### Ejercicio 1
Indica si cada afirmación concuerda con el texto sobre el supermercado de Tánger y responde sí o no, citando de forma literal las palabras del texto que lo deciden. (a) En el supermercado de Tánger no se vende alcohol. (b) Según el texto, es probable que haya muchas bacterias en el supermercado. (c) El agua mineral es la bebida que el texto pone como excepción frente al resto.
### Ejercicio 2
Reproduce sin cambios el fragmento del texto sobre el supermercado de Tánger que empieza con "De las estanterías" y sigue hasta "en un supermercado.".

### Documento fuente
Entro en un gran supermercado de Tánger a comprar una cerveza. No se vende alcohol, está prohibido. Me quedo mirando a las estanterías, perplejo; pienso… ¿Será posible que los humanos seamos tan estúpidos? Me pongo a leer etiquetas y no veo más que veneno condensado en fórmulas “mágicas” e irreconocibles por todas partes. Salvo el “agua mineral” (que vete tú a saber si no tiene también algún producto que hace que se conserve “pura” y “clara”), el resto de bebidas contienen de todo, empezando por altos niveles de azúcar, hoy ya demostrado lo dañina que esta resulta para la salud.
De las estanterías de conservas y alimentos manufacturados, mejor que no les hable, porque, si abren una lata, un bote, o cualquier otro envoltorio cerrado al vacío, puede que aparezca un cocodrilo invisible, una serpiente de cascabel, una víbora camuflada o una bacteria que te roerá las entrañas. Perdón, una bacteria no; es casi imposible que haya bacterias en este negocio. Porque la concentración de veneno es tan alta y las fórmulas de manipulación tan radicales que es improbable que haya un bicho vivo en un supermercado.
De las secciones de dulces, galletas y demás parafernalia de bollería y golosinas… ¡ay, ni las mientes! ¿Cuántos conservantes, colorantes, reforzadores del sabor y del gusto contienen? ¿Qué productos son esos que esconden, que, duran meses, incluso años, consiguen que no se estropeen? ¿Y qué coños le habrán echado también, que abres un paquete y no puedes dejar de comer hasta que lo acabas?

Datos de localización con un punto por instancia
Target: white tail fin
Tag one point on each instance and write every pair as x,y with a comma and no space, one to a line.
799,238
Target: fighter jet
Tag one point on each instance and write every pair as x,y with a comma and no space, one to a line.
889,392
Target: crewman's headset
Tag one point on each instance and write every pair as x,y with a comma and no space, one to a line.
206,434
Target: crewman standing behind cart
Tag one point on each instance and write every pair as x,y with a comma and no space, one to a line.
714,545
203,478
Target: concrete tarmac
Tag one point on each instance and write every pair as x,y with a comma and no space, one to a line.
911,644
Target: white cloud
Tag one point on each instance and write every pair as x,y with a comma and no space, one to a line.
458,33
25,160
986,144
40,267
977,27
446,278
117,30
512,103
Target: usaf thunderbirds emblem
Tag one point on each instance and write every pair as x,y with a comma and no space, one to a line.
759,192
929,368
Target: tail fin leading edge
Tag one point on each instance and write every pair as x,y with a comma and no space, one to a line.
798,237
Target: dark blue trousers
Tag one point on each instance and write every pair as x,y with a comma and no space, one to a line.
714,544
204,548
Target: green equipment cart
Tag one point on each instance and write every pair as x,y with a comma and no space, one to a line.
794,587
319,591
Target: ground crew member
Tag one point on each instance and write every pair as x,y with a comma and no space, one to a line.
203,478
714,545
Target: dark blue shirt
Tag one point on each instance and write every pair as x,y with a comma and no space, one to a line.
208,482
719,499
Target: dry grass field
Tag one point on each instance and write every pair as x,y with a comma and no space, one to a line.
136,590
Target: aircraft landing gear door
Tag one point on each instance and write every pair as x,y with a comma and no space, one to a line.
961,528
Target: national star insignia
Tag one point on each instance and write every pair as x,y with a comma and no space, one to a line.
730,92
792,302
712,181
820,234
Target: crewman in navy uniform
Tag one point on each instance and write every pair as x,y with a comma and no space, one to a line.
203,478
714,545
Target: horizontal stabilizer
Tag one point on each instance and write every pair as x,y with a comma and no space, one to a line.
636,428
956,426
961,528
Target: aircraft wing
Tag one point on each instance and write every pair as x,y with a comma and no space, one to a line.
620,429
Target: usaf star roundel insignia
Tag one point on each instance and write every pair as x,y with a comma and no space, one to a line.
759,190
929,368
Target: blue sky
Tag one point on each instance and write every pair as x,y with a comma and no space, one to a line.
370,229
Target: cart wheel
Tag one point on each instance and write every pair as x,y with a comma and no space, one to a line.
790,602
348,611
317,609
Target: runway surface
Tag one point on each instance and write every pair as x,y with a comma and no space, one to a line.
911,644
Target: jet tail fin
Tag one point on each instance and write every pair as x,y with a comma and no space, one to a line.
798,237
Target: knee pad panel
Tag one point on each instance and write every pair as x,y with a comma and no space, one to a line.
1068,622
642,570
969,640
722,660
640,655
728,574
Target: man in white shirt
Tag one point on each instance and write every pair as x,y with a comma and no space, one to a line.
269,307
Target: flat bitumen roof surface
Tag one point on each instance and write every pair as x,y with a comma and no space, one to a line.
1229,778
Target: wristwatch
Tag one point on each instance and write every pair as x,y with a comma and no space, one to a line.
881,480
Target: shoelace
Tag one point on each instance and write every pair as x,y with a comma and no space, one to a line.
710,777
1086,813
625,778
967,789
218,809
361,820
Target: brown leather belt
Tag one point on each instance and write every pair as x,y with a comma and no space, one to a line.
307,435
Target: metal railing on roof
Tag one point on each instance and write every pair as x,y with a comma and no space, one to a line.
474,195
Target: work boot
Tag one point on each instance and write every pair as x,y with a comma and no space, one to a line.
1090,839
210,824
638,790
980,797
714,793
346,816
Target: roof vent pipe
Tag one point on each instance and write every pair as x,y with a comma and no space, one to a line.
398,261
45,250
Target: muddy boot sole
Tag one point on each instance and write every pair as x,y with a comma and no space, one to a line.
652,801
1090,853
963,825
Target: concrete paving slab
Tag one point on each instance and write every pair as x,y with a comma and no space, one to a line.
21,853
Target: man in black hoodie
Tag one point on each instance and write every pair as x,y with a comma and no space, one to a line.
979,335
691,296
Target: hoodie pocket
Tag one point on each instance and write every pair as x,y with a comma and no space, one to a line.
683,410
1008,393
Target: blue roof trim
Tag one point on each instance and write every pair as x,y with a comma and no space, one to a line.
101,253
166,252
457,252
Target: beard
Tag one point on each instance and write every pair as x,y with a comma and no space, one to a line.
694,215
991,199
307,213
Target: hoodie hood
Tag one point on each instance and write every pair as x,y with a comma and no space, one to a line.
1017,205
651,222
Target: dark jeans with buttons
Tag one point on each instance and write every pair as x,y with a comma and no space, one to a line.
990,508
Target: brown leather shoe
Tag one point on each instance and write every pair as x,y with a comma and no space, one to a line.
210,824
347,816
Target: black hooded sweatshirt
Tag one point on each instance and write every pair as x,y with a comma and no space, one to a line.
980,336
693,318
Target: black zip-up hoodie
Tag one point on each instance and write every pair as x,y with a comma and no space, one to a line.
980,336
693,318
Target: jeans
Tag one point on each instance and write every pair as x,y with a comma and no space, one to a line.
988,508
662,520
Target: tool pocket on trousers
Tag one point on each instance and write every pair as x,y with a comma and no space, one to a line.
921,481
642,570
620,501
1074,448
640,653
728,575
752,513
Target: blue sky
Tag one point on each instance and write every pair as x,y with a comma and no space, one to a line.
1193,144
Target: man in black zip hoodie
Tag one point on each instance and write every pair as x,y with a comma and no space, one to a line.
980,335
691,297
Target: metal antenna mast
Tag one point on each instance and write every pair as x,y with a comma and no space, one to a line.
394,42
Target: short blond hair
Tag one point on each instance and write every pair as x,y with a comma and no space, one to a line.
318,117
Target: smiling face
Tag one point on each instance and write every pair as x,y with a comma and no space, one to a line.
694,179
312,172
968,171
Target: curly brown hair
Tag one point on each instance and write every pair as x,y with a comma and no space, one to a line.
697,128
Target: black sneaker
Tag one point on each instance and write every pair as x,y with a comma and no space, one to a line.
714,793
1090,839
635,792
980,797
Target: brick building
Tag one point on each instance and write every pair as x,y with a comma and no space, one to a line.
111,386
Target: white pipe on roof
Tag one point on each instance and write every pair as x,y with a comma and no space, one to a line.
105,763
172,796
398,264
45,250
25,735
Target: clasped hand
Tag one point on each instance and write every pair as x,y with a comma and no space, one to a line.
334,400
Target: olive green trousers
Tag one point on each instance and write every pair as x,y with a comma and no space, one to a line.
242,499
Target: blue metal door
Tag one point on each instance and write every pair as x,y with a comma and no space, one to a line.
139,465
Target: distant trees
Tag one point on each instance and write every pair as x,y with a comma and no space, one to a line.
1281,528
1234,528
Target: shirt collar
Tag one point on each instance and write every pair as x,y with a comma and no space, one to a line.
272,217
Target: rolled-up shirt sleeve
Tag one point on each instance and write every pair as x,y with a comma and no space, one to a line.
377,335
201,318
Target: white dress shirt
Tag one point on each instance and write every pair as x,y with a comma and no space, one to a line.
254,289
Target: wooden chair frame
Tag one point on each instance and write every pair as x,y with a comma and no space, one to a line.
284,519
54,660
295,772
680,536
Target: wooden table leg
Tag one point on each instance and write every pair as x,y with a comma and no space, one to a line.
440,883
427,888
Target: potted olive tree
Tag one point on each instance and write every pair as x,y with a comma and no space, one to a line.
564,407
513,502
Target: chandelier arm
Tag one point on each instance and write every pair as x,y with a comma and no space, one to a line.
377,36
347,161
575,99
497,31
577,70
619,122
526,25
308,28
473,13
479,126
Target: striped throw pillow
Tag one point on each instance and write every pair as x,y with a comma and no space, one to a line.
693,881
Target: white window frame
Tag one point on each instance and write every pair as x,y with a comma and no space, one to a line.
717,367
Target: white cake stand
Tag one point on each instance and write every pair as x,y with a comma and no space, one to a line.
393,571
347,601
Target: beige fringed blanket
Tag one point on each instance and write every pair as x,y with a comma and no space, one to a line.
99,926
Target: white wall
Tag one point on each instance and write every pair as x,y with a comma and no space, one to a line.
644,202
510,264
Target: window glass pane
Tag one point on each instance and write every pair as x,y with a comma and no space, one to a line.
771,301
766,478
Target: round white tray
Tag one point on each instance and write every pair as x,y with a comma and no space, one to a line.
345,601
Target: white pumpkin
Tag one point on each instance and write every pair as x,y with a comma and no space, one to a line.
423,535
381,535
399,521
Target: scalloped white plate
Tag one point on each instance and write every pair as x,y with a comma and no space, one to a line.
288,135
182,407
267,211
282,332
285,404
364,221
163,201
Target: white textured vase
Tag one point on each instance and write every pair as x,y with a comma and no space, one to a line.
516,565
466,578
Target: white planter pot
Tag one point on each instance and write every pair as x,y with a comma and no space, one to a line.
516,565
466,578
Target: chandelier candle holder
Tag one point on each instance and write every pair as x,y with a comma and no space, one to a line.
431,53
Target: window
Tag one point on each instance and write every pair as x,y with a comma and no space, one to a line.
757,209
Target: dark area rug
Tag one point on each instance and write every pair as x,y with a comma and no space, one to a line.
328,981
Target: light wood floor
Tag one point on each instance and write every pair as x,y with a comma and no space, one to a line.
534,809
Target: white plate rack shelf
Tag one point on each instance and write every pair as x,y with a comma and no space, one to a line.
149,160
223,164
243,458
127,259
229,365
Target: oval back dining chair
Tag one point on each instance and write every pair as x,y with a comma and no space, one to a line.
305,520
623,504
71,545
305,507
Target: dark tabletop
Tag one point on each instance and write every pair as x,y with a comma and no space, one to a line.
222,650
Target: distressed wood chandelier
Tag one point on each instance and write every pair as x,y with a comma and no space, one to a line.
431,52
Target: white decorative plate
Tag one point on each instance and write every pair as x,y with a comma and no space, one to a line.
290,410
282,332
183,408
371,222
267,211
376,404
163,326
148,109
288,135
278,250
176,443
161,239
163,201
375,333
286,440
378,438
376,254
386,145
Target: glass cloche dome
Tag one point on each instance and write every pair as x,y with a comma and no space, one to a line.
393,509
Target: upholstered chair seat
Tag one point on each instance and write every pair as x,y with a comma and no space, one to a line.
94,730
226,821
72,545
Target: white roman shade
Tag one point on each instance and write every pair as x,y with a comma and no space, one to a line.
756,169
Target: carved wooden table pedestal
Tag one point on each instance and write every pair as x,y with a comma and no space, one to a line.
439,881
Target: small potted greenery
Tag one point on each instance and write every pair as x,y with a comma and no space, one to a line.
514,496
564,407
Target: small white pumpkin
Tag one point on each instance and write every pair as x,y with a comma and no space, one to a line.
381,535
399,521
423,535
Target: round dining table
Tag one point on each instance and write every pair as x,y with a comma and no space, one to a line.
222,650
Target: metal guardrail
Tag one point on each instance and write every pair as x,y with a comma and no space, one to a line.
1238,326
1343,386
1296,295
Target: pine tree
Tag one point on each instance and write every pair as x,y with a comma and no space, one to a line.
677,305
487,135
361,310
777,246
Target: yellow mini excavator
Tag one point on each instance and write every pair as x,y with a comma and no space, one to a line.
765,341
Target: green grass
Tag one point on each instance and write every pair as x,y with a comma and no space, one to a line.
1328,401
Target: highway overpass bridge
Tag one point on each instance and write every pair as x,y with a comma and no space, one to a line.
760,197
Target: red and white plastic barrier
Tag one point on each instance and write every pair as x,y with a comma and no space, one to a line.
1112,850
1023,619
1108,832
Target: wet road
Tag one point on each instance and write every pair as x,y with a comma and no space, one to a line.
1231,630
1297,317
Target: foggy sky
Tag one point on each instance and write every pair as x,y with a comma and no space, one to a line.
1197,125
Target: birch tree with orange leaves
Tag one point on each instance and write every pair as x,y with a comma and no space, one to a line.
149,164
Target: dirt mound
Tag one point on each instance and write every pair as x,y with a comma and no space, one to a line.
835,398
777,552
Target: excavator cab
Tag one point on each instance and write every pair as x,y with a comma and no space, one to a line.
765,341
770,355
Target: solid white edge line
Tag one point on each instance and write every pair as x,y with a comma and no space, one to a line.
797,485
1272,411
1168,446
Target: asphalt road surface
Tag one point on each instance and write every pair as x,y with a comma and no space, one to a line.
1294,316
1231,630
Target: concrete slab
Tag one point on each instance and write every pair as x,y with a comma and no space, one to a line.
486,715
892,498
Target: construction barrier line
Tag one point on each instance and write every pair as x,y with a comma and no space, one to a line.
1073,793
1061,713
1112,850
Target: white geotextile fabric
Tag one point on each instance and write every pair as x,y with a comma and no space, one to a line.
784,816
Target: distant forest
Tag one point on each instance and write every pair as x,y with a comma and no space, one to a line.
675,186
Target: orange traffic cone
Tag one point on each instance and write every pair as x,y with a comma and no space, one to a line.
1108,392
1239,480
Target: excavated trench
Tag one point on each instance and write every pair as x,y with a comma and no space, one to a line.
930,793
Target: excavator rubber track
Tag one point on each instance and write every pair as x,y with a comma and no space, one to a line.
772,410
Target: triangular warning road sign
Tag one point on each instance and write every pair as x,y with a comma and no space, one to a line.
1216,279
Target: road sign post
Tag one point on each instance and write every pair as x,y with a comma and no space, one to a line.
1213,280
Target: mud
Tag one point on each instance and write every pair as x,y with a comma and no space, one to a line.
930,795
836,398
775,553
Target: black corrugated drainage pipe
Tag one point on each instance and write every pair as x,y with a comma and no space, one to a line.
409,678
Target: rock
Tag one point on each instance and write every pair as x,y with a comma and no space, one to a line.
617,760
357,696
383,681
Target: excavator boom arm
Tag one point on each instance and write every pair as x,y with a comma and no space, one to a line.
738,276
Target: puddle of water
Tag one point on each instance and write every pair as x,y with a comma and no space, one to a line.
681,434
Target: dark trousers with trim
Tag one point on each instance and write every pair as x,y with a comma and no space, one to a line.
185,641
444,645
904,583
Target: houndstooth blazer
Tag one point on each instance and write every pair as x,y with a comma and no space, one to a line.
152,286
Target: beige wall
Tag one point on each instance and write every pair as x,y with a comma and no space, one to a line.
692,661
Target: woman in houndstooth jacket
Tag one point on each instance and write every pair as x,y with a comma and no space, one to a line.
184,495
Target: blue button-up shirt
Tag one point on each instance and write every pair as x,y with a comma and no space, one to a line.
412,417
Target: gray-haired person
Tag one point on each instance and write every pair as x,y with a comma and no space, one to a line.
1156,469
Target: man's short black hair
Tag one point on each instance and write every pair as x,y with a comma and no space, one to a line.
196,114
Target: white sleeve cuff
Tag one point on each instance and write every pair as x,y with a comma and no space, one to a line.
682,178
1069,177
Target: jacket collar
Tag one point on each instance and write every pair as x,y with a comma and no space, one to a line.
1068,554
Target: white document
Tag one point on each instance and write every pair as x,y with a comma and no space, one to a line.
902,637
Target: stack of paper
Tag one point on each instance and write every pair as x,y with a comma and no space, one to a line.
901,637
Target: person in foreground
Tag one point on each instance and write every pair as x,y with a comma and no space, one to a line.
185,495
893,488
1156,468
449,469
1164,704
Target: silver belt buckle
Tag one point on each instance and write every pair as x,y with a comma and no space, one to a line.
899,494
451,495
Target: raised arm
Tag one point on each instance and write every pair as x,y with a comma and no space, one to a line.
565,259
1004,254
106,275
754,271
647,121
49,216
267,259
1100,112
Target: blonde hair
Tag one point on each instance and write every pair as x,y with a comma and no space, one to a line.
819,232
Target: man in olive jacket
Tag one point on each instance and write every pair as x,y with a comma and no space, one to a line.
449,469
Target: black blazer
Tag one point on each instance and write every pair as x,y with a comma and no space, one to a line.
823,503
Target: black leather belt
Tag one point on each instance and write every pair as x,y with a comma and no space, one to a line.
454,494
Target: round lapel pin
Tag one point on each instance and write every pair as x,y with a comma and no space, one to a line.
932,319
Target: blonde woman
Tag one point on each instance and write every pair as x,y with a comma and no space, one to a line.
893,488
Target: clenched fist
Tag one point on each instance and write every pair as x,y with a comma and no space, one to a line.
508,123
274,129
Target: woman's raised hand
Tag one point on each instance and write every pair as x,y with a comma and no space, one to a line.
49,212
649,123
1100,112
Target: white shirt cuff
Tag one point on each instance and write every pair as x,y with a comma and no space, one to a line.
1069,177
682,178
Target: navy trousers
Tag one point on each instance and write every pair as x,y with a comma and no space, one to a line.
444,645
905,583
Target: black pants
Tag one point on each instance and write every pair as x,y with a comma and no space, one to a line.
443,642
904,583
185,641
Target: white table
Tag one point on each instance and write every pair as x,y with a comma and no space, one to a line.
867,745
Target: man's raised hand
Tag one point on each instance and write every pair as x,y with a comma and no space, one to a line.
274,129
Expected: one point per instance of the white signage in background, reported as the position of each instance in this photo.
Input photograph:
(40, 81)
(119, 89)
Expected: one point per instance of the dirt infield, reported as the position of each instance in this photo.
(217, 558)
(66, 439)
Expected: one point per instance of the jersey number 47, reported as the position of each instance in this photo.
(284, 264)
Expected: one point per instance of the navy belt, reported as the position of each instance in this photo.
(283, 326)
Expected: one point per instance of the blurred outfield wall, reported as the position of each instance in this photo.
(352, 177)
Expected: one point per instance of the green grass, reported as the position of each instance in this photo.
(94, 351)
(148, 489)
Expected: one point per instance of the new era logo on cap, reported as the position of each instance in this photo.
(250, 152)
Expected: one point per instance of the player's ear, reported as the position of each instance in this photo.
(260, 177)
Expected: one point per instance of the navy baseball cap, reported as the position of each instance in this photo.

### Respuesta esperada 1
(a) Sí: «No se vende alcohol, está prohibido.»
(b) No: «es improbable que haya un bicho vivo en un supermercado.»
(c) Sí: «Salvo el “agua mineral”»

### Respuesta esperada 2
De las estanterías de conservas y alimentos manufacturados, mejor que no les hable, porque, si abren una lata, un bote, o cualquier otro envoltorio cerrado al vacío, puede que aparezca un cocodrilo invisible, una serpiente de cascabel, una víbora camuflada o una bacteria que te roerá las entrañas. Perdón, una bacteria no; es casi imposible que haya bacterias en este negocio. Porque la concentración de veneno es tan alta y las fórmulas de manipulación tan radicales que es improbable que haya un bicho vivo en un supermercado.